_OBJECTIVE_
Reproduce the lines below verbatim, starting at the line containing "Practice step: set one point on each instance of the woman's" and continuing through the final line, both ends included.

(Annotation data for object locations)
▬▬▬▬▬▬▬▬▬▬

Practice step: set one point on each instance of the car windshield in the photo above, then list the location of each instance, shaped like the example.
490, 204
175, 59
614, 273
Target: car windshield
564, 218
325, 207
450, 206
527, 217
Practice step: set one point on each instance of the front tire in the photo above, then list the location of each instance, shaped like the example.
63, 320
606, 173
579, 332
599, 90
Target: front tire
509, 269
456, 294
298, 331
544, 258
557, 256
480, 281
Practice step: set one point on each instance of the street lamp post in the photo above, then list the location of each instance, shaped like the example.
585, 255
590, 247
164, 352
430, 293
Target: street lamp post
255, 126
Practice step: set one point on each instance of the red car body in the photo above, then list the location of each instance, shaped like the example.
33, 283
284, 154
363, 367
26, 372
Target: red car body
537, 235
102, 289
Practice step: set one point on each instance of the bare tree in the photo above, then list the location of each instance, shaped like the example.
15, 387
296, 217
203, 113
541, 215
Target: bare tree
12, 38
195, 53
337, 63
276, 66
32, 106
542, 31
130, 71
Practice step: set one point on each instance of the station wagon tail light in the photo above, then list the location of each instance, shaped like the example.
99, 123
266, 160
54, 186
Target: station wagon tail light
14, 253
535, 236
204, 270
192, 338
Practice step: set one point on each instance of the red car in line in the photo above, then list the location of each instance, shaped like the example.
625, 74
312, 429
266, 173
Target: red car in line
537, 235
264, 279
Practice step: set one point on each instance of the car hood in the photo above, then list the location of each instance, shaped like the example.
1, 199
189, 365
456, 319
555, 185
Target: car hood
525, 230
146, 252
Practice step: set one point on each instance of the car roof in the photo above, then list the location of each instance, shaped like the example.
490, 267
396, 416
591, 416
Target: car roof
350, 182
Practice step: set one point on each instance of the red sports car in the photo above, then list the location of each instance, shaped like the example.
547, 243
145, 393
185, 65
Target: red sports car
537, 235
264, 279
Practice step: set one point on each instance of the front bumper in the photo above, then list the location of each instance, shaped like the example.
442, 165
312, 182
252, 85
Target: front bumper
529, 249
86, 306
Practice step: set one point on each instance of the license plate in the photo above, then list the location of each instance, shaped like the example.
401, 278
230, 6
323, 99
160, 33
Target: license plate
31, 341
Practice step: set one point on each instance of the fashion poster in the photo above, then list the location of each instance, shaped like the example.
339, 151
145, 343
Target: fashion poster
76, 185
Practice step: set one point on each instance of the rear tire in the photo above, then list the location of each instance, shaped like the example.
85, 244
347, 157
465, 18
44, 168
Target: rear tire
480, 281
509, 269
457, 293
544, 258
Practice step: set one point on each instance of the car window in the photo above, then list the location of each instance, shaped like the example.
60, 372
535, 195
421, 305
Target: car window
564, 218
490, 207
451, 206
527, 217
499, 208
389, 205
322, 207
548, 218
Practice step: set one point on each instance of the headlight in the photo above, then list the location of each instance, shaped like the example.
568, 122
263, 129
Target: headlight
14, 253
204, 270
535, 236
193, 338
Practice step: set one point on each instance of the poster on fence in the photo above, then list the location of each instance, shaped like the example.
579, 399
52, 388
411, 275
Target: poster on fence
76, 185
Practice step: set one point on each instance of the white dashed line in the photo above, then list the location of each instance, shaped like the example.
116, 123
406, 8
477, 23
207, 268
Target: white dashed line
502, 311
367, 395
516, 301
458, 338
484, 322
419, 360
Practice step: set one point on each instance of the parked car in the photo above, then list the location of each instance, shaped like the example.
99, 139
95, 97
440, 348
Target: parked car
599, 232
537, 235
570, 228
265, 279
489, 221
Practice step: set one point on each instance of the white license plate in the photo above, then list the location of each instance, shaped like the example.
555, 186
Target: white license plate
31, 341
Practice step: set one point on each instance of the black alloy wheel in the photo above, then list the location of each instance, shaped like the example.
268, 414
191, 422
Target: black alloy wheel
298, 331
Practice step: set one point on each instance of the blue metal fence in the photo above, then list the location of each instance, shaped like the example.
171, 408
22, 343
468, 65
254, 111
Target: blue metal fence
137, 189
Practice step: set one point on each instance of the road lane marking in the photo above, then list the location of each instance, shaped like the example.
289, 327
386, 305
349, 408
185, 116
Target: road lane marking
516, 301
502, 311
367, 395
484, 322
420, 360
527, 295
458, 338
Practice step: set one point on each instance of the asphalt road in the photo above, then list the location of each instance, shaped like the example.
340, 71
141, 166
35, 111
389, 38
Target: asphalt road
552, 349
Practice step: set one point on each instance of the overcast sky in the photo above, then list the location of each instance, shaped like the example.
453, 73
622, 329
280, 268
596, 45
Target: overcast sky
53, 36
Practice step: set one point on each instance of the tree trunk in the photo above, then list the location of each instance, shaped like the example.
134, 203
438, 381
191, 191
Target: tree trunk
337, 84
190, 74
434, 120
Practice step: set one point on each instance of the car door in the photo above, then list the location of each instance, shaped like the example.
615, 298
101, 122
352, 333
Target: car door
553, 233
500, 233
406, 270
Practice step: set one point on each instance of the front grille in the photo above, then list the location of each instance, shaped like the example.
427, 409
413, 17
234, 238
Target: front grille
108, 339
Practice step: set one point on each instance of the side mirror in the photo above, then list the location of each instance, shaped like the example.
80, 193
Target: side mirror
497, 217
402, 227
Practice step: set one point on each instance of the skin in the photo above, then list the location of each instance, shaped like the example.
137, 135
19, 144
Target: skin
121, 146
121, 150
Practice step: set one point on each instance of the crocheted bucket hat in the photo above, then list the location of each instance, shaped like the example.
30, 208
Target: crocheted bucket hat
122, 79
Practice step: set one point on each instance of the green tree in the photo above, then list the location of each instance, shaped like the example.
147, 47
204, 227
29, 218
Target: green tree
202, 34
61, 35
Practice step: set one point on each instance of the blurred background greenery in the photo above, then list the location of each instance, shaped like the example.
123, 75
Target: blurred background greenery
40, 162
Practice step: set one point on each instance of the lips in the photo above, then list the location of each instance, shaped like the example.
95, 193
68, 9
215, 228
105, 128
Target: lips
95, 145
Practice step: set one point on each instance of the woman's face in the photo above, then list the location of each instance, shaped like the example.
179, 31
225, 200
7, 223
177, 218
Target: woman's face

▬▬▬▬▬▬▬▬▬▬

_RESPONSE BELOW_
Practice step: set one point on each instance of the woman's face in the photo above, then list the location of each instance, shaped like the example.
179, 31
225, 200
7, 223
177, 218
Target: woman's face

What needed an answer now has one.